===== MATERIAL FOR THIS EXERCISE =====

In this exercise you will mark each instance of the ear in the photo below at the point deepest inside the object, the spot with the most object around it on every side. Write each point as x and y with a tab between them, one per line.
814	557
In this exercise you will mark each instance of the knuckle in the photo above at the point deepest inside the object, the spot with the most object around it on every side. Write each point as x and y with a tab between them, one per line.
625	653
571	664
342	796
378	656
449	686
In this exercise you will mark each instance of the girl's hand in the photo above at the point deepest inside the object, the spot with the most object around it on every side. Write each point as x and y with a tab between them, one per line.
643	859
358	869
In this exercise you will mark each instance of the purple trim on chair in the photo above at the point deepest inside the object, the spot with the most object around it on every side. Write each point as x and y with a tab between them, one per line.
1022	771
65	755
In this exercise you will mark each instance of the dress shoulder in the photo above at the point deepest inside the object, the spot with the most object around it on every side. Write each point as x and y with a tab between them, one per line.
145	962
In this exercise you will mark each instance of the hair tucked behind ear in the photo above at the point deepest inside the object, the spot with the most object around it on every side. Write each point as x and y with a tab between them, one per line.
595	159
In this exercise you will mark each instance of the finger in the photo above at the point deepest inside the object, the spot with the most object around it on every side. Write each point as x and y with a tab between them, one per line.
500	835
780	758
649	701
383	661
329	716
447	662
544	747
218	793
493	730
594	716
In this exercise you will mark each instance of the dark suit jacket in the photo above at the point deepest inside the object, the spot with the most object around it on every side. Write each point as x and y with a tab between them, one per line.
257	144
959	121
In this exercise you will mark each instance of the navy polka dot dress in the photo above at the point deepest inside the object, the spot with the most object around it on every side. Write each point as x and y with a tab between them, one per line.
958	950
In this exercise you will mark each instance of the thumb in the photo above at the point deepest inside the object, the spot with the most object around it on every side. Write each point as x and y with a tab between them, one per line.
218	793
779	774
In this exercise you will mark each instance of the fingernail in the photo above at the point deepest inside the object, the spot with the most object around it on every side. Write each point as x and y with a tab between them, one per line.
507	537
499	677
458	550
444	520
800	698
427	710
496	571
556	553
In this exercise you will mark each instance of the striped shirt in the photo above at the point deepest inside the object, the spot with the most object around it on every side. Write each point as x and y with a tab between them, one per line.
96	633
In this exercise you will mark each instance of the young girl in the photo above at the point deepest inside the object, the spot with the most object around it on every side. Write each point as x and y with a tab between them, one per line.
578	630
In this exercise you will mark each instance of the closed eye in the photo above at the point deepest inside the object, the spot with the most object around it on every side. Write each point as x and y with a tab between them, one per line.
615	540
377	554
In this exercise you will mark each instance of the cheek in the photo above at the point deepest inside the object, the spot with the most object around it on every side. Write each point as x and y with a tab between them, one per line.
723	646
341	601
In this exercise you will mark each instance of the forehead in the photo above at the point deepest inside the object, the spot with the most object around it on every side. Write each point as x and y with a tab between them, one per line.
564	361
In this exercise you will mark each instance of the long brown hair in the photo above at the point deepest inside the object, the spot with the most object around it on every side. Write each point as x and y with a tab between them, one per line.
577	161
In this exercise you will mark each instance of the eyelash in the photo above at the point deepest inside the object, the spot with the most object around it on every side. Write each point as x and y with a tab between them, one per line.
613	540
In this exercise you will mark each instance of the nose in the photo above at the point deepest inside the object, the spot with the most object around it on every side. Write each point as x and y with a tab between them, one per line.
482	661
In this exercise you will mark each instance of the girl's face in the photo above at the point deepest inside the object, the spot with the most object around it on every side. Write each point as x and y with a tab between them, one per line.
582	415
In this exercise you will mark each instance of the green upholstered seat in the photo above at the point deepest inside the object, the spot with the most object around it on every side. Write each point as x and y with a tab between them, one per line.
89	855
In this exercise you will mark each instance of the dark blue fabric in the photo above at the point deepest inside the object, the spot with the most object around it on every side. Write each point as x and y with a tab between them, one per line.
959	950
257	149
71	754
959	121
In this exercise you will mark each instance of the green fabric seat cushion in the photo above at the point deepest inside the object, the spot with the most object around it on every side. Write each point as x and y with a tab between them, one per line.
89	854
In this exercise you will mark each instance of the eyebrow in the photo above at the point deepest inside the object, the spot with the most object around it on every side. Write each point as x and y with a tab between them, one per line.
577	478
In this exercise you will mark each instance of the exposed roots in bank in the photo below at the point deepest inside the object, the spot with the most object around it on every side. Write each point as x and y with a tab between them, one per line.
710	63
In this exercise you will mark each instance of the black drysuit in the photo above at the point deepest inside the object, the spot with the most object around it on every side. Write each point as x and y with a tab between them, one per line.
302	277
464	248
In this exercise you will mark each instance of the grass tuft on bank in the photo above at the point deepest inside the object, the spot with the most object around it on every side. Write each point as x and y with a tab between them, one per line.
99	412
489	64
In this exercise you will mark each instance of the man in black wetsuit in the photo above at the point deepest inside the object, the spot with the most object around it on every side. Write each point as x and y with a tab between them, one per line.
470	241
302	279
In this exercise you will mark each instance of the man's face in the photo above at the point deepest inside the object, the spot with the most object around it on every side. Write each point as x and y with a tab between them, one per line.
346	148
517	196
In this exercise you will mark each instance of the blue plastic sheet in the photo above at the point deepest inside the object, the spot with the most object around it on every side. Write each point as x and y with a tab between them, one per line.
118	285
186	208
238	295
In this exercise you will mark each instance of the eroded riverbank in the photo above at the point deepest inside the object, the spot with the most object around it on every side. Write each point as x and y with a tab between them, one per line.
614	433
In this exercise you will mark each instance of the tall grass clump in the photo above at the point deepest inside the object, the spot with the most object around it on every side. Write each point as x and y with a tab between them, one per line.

=====

## STATED TASK
Give again only the lines of the material above that run from the one with "In this exercise you will mark each instance of the exposed" through the end, both included, exactly as they appear.

## ANSWER TO THIS EXERCISE
In this exercise you will mark each instance of the exposed roots in bank in the photo below at the point deepest inside the object, the spot with the most object around it on every side. Write each point as x and y with a tab between them, one per line.
710	63
In this exercise you will mark each instance of the black drysuit in the photo above at the point deepest inside the object, the spot with the most object around it on every side. Write each point as x and y with a tab between them, one per line.
302	277
464	248
In this exercise you will mark each instance of the grass tuft on bank in the photo above at the point deepest inside the object, the spot with the most object around it on every side. Write each point as x and y with a tab between them, one per line.
99	412
489	64
In this exercise you will mark each instance of the man in black wetsuit in the photo above at the point deepest inside the object, the spot with the most object around it on every side. Write each point as x and y with a tab between them, one per line.
470	241
302	279
In this exercise you will mark each instance of the man's face in the photo above at the point deepest inside the object, the spot with the most object around it on every side. Write each point as x and y with a tab between them, one per line.
346	148
517	196
In this exercise you will mark each instance of the blue plastic sheet in the photo above at the point deepest inside the object, the spot with the most object around it on every side. Write each point as x and y with a tab between them, one per line.
118	285
186	208
238	295
In this exercise you will mark each instance of the eroded riverbank in the photo above at the point deepest inside the object, the spot with the most object around it on every side. Write each point as x and y with a tab between them, one per line.
614	433
In this exercise you will mark each instance of the tall grass clump in the photo above at the point deepest inside the object, the spot with the most object around it on every side. Write each point as x and y with a tab between them, one per line.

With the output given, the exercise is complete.